■ GIVEN TASK: Copy out all of the material below word for word, leaving out the pictures.

--- START OF INPUT FOR THIS TASK ---

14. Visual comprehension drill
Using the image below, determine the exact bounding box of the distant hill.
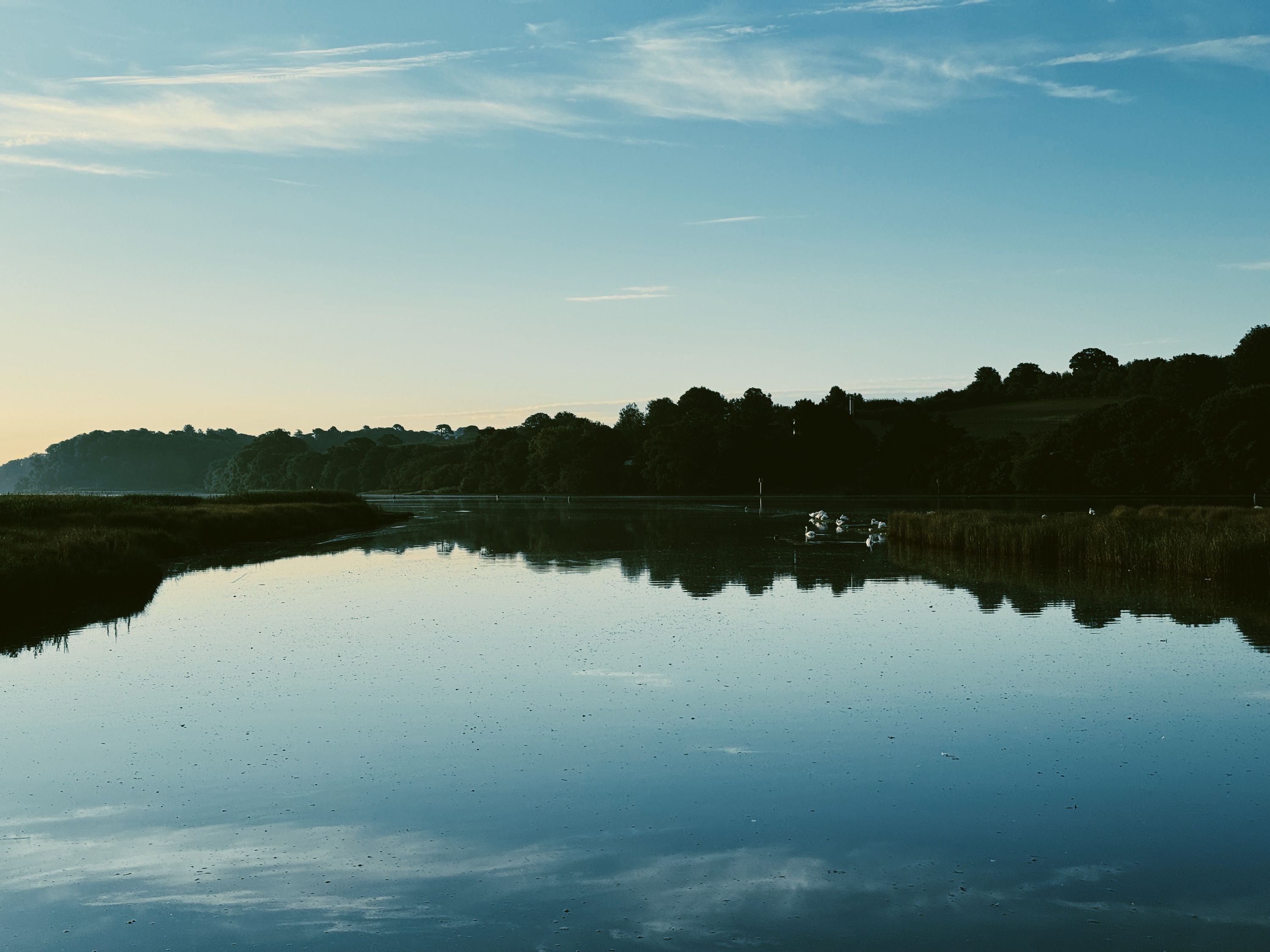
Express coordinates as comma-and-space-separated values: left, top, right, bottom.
947, 397, 1119, 438
0, 456, 32, 493
0, 425, 476, 493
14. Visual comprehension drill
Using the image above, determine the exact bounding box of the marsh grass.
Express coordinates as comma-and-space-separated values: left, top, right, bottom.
890, 505, 1270, 588
0, 493, 404, 654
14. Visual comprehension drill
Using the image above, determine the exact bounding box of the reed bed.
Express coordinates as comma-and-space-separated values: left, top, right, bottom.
890, 505, 1270, 586
0, 493, 403, 627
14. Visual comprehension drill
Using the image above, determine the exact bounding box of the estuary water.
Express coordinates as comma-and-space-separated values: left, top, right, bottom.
0, 500, 1270, 952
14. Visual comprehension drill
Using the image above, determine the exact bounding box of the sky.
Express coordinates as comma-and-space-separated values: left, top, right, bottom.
0, 0, 1270, 459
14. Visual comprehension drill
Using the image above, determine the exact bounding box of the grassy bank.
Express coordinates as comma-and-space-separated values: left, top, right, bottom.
0, 493, 401, 651
890, 505, 1270, 586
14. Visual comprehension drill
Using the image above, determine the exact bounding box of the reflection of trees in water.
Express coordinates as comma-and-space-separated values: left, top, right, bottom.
10, 500, 1270, 654
367, 503, 894, 598
889, 546, 1270, 652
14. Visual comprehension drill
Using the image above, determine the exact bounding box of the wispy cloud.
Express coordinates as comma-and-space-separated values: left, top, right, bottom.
0, 18, 1133, 175
76, 50, 478, 86
683, 215, 767, 225
1041, 34, 1270, 69
565, 284, 671, 303
790, 0, 988, 17
0, 152, 154, 176
278, 39, 437, 56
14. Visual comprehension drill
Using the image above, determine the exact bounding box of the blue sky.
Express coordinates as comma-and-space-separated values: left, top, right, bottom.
0, 0, 1270, 458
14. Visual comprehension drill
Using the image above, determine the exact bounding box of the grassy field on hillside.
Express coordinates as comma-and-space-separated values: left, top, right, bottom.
946, 397, 1116, 438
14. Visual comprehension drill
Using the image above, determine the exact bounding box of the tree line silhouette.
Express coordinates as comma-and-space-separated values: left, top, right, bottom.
10, 325, 1270, 495
208, 325, 1270, 495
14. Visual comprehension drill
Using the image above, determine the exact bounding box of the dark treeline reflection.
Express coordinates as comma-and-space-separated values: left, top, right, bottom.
10, 499, 1270, 654
888, 546, 1270, 652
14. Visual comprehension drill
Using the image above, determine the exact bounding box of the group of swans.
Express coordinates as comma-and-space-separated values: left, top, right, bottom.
803, 509, 886, 548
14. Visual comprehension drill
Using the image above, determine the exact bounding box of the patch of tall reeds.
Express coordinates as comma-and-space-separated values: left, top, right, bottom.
890, 505, 1270, 586
0, 493, 404, 651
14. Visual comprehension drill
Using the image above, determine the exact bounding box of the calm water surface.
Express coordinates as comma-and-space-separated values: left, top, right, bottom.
0, 501, 1270, 952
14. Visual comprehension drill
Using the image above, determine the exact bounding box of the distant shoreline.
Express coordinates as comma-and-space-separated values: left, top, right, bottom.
0, 493, 409, 654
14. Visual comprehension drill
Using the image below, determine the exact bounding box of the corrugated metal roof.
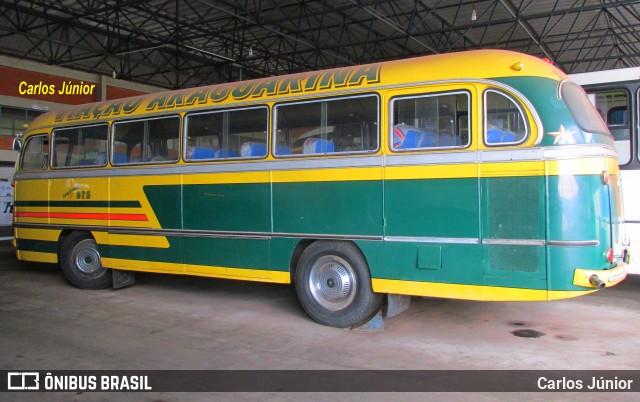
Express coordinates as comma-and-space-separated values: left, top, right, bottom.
0, 0, 640, 88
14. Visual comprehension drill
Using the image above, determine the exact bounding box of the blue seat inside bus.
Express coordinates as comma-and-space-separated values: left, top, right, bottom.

--- END OF INPUT FOR THIS TASK ---

■ EXERCISE SOLUTION:
14. Visual comprehension drill
Using the image below, determine the exact bounding box of the distant hill.
Express coordinates as comma-and-space-separated values: left, top, right, bottom.
947, 397, 1119, 438
0, 456, 32, 493
0, 425, 476, 493
14. Visual comprehension drill
Using the image above, determine the exact bounding box of the marsh grass.
Express coordinates as comma-and-space-separated values: left, top, right, bottom.
890, 505, 1270, 588
0, 493, 404, 654
14. Visual comprehension drill
Using the image above, determine the exact bounding box of the reed bed.
Express coordinates as comma-and-space-separated values: left, top, right, bottom.
890, 505, 1270, 586
0, 493, 403, 627
14. Visual comprehension drill
Using the image above, determine the exact bounding box of the estuary water.
Express coordinates as comma-and-space-separated values: left, top, right, bottom.
0, 500, 1270, 952
14. Visual comprehension drill
Using the image above, determine the exact bounding box of the sky.
Express coordinates as comma-and-space-separated values: left, top, right, bottom.
0, 0, 1270, 459
14. Visual comprehension drill
Using the image above, determine the exact bounding box of the grassy bank.
Express coordinates as comma-and-space-separated values: left, top, right, bottom.
0, 493, 401, 651
890, 505, 1270, 586
14. Visual comprehension drill
Using the image above, determine the exact bounding box of the reflection of trees in water.
Express coordinates as comma-and-space-separated values: left, top, right, bottom.
10, 500, 1270, 654
367, 503, 894, 598
889, 546, 1270, 652
14. Visual comprehension drill
Using the image above, determine the exact bounding box of the wispy cloud.
Express coordinates as comma-and-space-separated values: left, top, right, bottom.
0, 18, 1133, 175
76, 50, 478, 86
683, 215, 767, 225
1041, 34, 1270, 69
565, 284, 671, 303
790, 0, 988, 17
0, 152, 154, 176
278, 39, 437, 56
14. Visual comprehension drill
Using the image above, determine the exact bounding box of the blue sky.
Express coordinates as comma-and-space-separated values: left, top, right, bottom.
0, 0, 1270, 458
14. Visual comprehension drill
Using the image above, determine the exact bounding box of the grassy field on hillside.
Express coordinates as comma-and-space-separated values: left, top, right, bottom.
946, 397, 1116, 438
14. Visual comprehension drill
Using the image above, determine the exact bounding box of the tree line silhouette.
Express coordinates as comma-and-space-separated values: left, top, right, bottom.
10, 325, 1270, 495
208, 325, 1270, 495
14. Visual comprehension drill
Using the image above, determine the exact bounding box of the dark treeline reflection.
Express coordinates as comma-and-space-separated values: left, top, right, bottom.
10, 499, 1270, 654
888, 546, 1270, 652
14. Visual comprehension drill
Using the image above, determine the exact bounding box of the group of swans.
Express coordinates as comma-and-space-separated values: left, top, right, bottom.
803, 509, 886, 548
14. Visual comprehension drill
Using the image above, determine the exact bounding box of the patch of tall reeds.
Express coordinates as comma-and-space-separated values: left, top, right, bottom.
890, 505, 1270, 586
0, 493, 404, 651
14. Visual comprehension drill
Using the image above, determine the exact bounding box of the calm water surface.
Express coordinates as comma-and-space-separated values: left, top, right, bottom.
0, 501, 1270, 952
14. Visual comprehension drill
Using the image above, determine the exact bounding box of the distant shoreline.
Express coordinates as comma-and-space-separated values: left, top, right, bottom.
0, 493, 409, 654
14. Visual comprehension drill
Using the image below, determine the exact bounding box of the corrugated metal roof.
Express coordinates as comma-and-space-separated values: left, top, right, bottom.
0, 0, 640, 88
14. Visual comprehension drill
Using the image above, determine the exact bounding box of the blue seat inside bus.
Express coordinates as comma-and-space-separated values: left, top, right, bottom.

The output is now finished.